WORK ORDER -
Set the records down again in full, exactly as they are, apart from the images.

- - - - - - -

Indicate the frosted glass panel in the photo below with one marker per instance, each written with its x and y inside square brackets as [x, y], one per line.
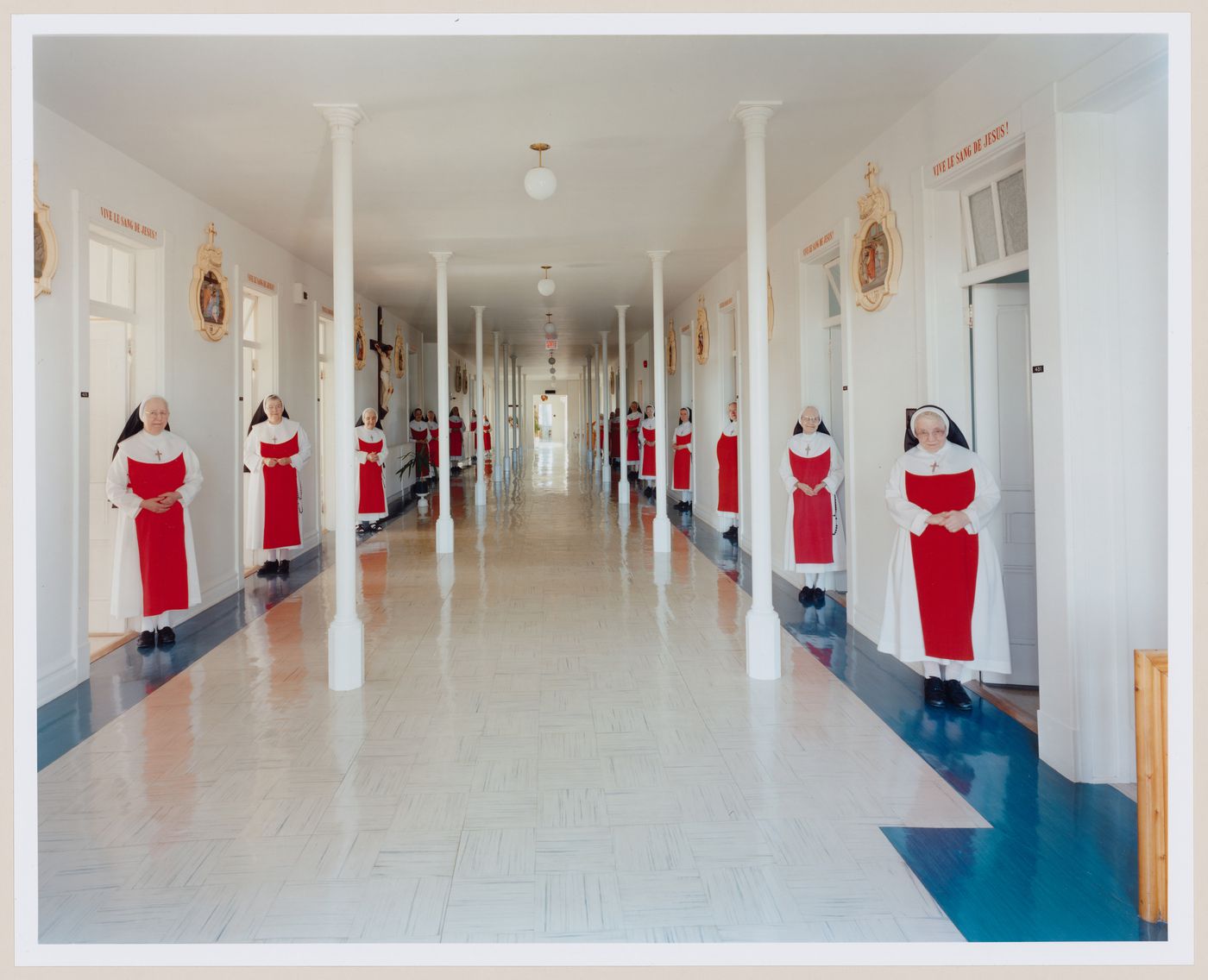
[1014, 202]
[249, 317]
[98, 272]
[120, 292]
[981, 211]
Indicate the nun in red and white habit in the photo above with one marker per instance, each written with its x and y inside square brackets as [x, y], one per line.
[371, 455]
[275, 449]
[633, 449]
[944, 599]
[812, 470]
[727, 474]
[682, 464]
[456, 430]
[649, 447]
[153, 479]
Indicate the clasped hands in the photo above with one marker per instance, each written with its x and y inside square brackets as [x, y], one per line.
[952, 520]
[160, 504]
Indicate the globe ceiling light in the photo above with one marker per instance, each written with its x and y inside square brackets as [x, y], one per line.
[540, 183]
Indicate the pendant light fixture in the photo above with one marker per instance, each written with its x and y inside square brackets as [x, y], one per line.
[540, 183]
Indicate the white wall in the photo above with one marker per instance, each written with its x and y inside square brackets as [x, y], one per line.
[79, 175]
[1097, 313]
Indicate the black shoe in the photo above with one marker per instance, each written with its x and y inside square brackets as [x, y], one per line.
[957, 696]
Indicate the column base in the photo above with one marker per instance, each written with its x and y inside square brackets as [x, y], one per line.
[444, 536]
[346, 654]
[662, 533]
[763, 644]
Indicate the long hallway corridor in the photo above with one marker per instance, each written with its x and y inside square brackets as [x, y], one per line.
[556, 741]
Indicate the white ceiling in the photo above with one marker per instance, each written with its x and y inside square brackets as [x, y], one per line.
[643, 147]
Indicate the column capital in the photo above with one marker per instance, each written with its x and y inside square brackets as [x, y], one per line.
[754, 115]
[342, 117]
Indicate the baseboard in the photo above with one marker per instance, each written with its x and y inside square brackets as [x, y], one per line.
[1059, 744]
[60, 681]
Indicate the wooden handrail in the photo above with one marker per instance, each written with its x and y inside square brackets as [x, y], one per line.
[1150, 683]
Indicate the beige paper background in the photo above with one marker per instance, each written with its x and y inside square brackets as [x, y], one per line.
[1199, 470]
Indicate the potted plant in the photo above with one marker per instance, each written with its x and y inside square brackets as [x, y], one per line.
[411, 462]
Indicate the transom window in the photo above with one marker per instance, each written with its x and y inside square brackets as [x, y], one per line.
[996, 219]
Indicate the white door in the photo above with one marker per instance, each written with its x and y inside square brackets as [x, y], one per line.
[108, 410]
[1002, 379]
[834, 413]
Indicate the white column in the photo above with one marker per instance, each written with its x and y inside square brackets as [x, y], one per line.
[346, 635]
[763, 623]
[622, 410]
[516, 400]
[444, 522]
[497, 470]
[662, 525]
[480, 487]
[606, 469]
[592, 435]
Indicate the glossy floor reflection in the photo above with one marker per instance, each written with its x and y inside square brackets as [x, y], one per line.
[556, 741]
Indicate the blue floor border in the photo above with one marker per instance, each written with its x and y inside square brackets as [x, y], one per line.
[123, 677]
[1060, 859]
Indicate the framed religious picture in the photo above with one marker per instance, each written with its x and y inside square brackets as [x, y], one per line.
[359, 342]
[209, 298]
[878, 253]
[46, 244]
[400, 355]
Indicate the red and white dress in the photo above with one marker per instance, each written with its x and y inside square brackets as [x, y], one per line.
[456, 430]
[434, 443]
[649, 447]
[419, 437]
[632, 449]
[813, 530]
[727, 474]
[944, 597]
[274, 494]
[154, 566]
[682, 471]
[370, 475]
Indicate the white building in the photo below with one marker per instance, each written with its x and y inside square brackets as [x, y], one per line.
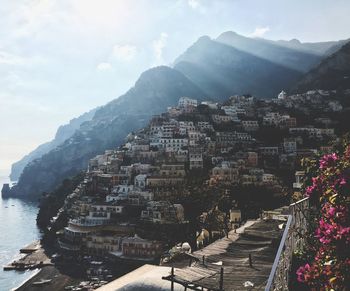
[185, 102]
[282, 95]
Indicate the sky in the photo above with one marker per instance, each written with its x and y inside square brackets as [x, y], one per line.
[61, 58]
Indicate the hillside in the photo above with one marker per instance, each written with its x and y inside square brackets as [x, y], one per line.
[209, 69]
[155, 90]
[333, 73]
[222, 70]
[298, 59]
[63, 133]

- - - - - - -

TASK ANSWER -
Indicate the frosted glass panel in the photo below with one marker per instance, each written with its x and y inside square brackets as [x, y], one per line.
[1014, 202]
[249, 317]
[98, 272]
[120, 292]
[981, 211]
Indicate the nun in red and white habit in the photo above with one marker per instance, each written with its x and y inside square brackets as [x, y], one per line.
[371, 455]
[275, 449]
[633, 449]
[944, 599]
[812, 470]
[727, 474]
[682, 464]
[456, 430]
[649, 447]
[153, 479]
Indicate the clasped hands in the photo above with one marker per instance, each written with its x and y inside square brackets as [x, y], one per line.
[952, 520]
[160, 504]
Indicate the globe ceiling light in the photo above with one marker per instance, each written with its x and y inside square brackets as [x, y], one per line.
[540, 183]
Indicate the pendant light fixture in the photo above with one marker per instance, each written with its x and y inside square brackets as [x, y], one per line.
[540, 183]
Indicate the white wall in the photo above with one marker per instance, each written with its x and y inside square brackets as [x, y], one per line.
[79, 175]
[1097, 313]
Indicate the black shoe in the photo above with one marker per instance, each written with its x and y inside square brackets as [x, y], one per line.
[957, 696]
Indicate the column base in the photo above with one marker per instance, each written with its x and y inside square brackets as [x, y], one per line.
[444, 536]
[346, 654]
[662, 533]
[763, 644]
Indicate the long hallway corridor in the photo above with one marker per instance, each written with its x and y inside square brackets as [x, y], one per line.
[556, 741]
Indicate the white ceiling in the photo above with one marker per instance, each written with its x and y inside square brackets as [x, y], one per line.
[643, 147]
Indicate the column capital in the photo above with one marker per instance, each written with its x and y inside square brackets as [x, y], one per line.
[754, 115]
[342, 117]
Indicate the baseboard in the photo above with one marker per instance, each written with its x and y inside square brackets as [x, y], one per line.
[1059, 744]
[60, 681]
Indicate the wooden handrail in the photo above with one marker per instance, each written with its x and y inside square brackets as [x, y], one per line.
[1150, 683]
Indicate the beige paper background in the photo above with one marker per instance, each written with its x and y inside square brackets as [x, y], one per line.
[1199, 470]
Indicate the potted plant in the photo above with one marker per instance, each written with its x and y inside square brackets as [x, y], one per line.
[411, 462]
Indicate the transom window in the photo above with one marker per instance, each written with its x and y inside square brackets as [x, y], one per line.
[996, 219]
Indicate the white door in the photo above with one marker per instance, each written with its x and y inside square brackets as [x, y], one per line.
[108, 410]
[1002, 379]
[834, 413]
Indicate the white column in the photo above with one marker per instance, each written with its x and y inside square brackets as [x, y], one per line.
[346, 635]
[763, 623]
[622, 410]
[516, 400]
[444, 522]
[497, 470]
[662, 525]
[480, 487]
[606, 469]
[592, 435]
Indicate the glossy floor reflection in the photo above with one marker per instance, each written with its x and y inside square brackets as [x, y], one per line.
[556, 741]
Indicate the blue floor border in the photo above with one marker per instance, each written with its x and y inside square brackets as [x, y], one per line.
[123, 677]
[1060, 859]
Indicate the framed religious picture in the photo above with one marker per instance, each written with its x and y inside square brackets as [x, y], one per line.
[359, 342]
[209, 298]
[878, 253]
[46, 244]
[400, 355]
Indicate the red and white dress in the photo above with one marker per instance, each written with its x and y inside square brackets as [x, y], one per line.
[456, 430]
[434, 443]
[649, 447]
[419, 437]
[632, 449]
[813, 530]
[727, 474]
[944, 597]
[274, 494]
[154, 566]
[682, 471]
[370, 475]
Indicate the white building in the photo below with one marker per instance, each written with its x and y inside square brackets as [x, y], one per line.
[185, 102]
[282, 95]
Indicate the sky in the photo above with one marker per instance, each written with its x and y inside square brackets as [x, y], one per line.
[61, 58]
Indicate the hillside in the photo above with one marker per instance, each written with its x and y inside square brackets as [x, y], one per line.
[209, 69]
[155, 90]
[333, 73]
[222, 70]
[298, 59]
[63, 133]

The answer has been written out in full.